Go line by line through the data below and count those that hold "baseball". Return only the number.
Records for the exercise section start
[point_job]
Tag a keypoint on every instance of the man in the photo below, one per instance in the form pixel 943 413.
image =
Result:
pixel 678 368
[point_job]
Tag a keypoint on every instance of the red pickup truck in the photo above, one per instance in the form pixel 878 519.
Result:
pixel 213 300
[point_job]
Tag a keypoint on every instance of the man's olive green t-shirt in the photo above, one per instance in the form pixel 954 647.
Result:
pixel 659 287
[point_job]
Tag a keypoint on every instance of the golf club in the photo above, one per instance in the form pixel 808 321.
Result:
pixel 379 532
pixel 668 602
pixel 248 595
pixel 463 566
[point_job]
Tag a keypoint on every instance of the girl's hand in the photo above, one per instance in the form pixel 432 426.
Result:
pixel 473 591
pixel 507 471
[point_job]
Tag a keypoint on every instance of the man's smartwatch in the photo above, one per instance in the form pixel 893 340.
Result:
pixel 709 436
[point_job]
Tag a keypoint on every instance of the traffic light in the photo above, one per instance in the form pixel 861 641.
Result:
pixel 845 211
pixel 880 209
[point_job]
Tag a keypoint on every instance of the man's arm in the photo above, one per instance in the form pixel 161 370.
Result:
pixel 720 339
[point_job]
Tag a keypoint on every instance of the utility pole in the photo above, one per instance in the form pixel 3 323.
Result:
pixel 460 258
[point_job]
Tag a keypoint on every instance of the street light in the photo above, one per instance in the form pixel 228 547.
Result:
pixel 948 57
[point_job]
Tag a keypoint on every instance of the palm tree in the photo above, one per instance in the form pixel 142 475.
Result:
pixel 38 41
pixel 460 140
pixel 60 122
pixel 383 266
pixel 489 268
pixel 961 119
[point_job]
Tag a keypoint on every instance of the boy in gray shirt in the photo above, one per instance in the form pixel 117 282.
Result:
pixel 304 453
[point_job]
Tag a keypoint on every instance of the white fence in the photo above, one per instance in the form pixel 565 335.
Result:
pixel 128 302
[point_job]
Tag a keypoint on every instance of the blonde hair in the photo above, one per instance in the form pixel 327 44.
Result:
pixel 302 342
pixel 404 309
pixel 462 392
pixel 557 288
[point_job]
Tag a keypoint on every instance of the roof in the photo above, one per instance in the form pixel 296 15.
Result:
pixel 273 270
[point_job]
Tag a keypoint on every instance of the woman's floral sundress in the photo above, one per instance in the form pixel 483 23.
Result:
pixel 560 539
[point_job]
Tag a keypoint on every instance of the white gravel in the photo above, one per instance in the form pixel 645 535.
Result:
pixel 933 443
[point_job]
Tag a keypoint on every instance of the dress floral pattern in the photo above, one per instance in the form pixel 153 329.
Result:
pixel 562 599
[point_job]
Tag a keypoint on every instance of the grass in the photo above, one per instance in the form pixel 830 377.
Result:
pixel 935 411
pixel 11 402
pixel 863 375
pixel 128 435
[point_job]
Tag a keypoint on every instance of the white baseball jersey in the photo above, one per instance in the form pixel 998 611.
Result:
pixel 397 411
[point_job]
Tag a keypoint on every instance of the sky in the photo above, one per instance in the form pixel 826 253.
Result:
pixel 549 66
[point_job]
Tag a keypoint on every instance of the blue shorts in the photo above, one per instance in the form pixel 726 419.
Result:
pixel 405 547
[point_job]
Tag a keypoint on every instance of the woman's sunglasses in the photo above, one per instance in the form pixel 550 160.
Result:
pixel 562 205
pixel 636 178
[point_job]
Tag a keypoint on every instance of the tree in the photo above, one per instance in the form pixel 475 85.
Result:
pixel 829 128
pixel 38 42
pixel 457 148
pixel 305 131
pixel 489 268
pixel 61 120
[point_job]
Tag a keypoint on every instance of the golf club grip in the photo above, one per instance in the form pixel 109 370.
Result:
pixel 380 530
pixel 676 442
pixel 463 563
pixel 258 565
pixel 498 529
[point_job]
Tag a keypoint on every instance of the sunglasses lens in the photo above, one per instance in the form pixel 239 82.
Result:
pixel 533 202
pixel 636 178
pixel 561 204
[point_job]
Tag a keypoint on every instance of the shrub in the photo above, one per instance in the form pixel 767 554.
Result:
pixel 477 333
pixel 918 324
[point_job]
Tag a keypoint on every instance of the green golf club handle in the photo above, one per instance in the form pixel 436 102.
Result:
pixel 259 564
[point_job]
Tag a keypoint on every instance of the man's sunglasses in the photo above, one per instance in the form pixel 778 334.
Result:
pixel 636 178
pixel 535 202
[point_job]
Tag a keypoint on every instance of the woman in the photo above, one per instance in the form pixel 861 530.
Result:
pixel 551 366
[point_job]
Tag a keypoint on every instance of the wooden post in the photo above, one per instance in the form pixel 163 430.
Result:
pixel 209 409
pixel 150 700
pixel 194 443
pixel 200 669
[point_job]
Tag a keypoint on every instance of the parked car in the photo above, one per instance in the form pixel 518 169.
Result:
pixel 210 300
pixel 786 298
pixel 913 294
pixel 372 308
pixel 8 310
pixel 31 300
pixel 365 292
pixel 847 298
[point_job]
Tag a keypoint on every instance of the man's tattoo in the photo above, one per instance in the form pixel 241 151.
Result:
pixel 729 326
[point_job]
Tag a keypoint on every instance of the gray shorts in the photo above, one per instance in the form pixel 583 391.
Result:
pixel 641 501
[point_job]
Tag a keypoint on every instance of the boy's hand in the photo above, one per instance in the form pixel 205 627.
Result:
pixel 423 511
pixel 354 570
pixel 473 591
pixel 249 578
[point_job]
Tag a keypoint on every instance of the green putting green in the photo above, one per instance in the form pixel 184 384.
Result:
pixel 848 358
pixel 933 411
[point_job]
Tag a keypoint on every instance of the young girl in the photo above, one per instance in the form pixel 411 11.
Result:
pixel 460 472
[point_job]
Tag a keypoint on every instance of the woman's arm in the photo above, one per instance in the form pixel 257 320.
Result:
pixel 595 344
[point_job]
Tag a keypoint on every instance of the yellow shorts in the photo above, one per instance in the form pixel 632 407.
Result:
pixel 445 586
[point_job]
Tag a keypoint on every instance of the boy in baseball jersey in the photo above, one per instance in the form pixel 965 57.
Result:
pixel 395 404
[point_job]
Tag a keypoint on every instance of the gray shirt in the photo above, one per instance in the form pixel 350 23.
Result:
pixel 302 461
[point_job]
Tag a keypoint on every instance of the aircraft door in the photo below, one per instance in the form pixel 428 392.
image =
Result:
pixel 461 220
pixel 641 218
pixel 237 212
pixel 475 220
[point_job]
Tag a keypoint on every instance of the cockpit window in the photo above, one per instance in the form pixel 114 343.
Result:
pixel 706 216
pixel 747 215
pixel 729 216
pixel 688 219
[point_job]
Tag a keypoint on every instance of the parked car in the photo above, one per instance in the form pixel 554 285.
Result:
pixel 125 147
Records for the exercise section end
[Solution] 2